== Brano da leggere ==
_ _ _ _ _ _ _

L’onnivoro umano, al contrario, pur potendo saziarsi di varietà assai diversificate di alimenti, di fatto sottopone le sue scelte a limitazioni – in parte autodirette, in parte eterodirette – che hanno a che vedere con le ideologie, le appartenenze etniche, le identità territoriali, le credenze religiose e i modelli estetici condivisi. Ma che hanno a che vedere anche con le food policies messe in atto da chi, nel mondo, opera nella filiera agroalimentare attuando (sempre più spesso) scelte utili più al perseguimento dei budget aziendali che al vantaggio salutistico dell’uomo e dell’ambiente.

_ _ _ _ _ _ _

Dati di puntamento basati su immagini:
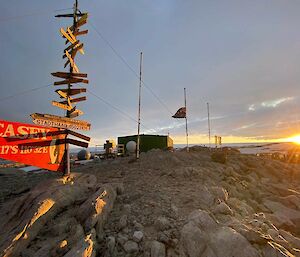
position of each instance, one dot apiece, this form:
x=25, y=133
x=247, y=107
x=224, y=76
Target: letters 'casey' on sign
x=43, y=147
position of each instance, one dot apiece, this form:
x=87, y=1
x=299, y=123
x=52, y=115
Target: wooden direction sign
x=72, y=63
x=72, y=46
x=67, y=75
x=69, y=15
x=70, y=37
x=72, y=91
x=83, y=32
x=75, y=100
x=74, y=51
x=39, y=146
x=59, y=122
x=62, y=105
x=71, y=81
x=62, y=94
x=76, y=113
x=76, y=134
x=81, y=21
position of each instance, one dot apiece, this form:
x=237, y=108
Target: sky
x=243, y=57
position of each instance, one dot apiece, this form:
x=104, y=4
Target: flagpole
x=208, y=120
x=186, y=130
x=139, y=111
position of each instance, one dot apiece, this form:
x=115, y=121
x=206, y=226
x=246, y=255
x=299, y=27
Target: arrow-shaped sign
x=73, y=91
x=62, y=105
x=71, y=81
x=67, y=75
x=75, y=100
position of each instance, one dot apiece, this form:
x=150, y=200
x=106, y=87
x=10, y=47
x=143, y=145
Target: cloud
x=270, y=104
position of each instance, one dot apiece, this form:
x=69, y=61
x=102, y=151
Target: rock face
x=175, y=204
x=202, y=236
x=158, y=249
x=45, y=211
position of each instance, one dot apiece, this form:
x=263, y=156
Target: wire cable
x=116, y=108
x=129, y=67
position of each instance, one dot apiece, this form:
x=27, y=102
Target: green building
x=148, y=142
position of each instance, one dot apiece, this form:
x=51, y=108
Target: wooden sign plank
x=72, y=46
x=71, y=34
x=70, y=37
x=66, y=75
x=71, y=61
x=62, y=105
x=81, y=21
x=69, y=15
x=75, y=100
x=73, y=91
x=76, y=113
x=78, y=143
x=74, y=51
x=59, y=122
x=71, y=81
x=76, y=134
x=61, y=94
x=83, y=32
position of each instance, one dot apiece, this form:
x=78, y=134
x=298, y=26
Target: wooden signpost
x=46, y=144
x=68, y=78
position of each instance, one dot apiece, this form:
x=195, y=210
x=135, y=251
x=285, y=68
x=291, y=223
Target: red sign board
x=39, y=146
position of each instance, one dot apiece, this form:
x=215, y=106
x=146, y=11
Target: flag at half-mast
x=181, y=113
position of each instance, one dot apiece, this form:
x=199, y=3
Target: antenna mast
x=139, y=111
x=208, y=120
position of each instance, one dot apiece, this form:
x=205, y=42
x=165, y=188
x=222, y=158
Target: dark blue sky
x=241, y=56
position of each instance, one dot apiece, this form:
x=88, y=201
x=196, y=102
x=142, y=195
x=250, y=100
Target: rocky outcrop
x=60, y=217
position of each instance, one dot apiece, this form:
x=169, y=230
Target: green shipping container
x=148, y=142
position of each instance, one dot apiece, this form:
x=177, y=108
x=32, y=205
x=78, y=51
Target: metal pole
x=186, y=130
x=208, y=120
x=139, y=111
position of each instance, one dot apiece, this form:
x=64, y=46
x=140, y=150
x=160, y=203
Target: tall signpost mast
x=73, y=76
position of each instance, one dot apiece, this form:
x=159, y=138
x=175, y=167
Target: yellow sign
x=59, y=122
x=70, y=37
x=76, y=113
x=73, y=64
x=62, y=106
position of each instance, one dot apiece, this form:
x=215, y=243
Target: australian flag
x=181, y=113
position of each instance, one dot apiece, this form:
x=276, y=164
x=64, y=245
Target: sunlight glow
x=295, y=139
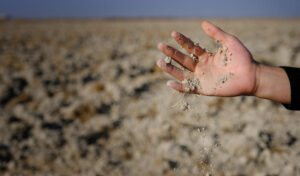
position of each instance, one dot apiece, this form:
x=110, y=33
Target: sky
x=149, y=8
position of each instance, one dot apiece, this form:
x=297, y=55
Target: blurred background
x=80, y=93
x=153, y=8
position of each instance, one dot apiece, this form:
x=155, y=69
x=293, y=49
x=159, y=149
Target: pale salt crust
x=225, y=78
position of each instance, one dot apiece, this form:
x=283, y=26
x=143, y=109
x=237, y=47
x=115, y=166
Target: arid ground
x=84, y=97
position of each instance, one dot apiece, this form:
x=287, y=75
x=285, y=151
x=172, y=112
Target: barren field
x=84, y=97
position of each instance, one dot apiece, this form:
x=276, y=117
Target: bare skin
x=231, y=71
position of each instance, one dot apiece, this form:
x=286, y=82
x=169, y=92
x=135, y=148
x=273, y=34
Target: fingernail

_ _ _ _ _ _ _

== Compito da svolgere ==
Continui il brano sulle scelte alimentari dell'onnivoro umano a partire dalla sua ultima frase.

== Spazio risposta ==
Quello che le pagine del libro intendono offrire alla curiosità del lettore non ha a che vedere solo con quanto, nel concreto e nell’astratto, agisce nel rendere il Sapiens un polifago dal profilo dimezzato. Bensì, e soprattutto, con quanto lo fa essere un “onnivoro aumentato”. Un divoratore di icone, di simboli e di valori, disposto a utilizzare il cibo per i più svariati scopi extra-alimentari: raccontarsi, distinguersi, connettersi con i suoi simili, dare senso al tempo e ai fatti che lo riguardano. Oltreché, naturalmente, per accaparrarsi tutto quanto è in grado di procurargli appagamento, beatitudine e soddisfazione. Anche se questo include cose inutili, o dannose, per la nutrizione e la salute: compreso il mangiare quando si è sazi o l’inghiottire generose quantità di sostanze tossiche quali miristicina, latirina, fasina, linamarina, solanina ed etilene, variamente presenti in tipologie di prodotti dall’elevato richiamo gustativo.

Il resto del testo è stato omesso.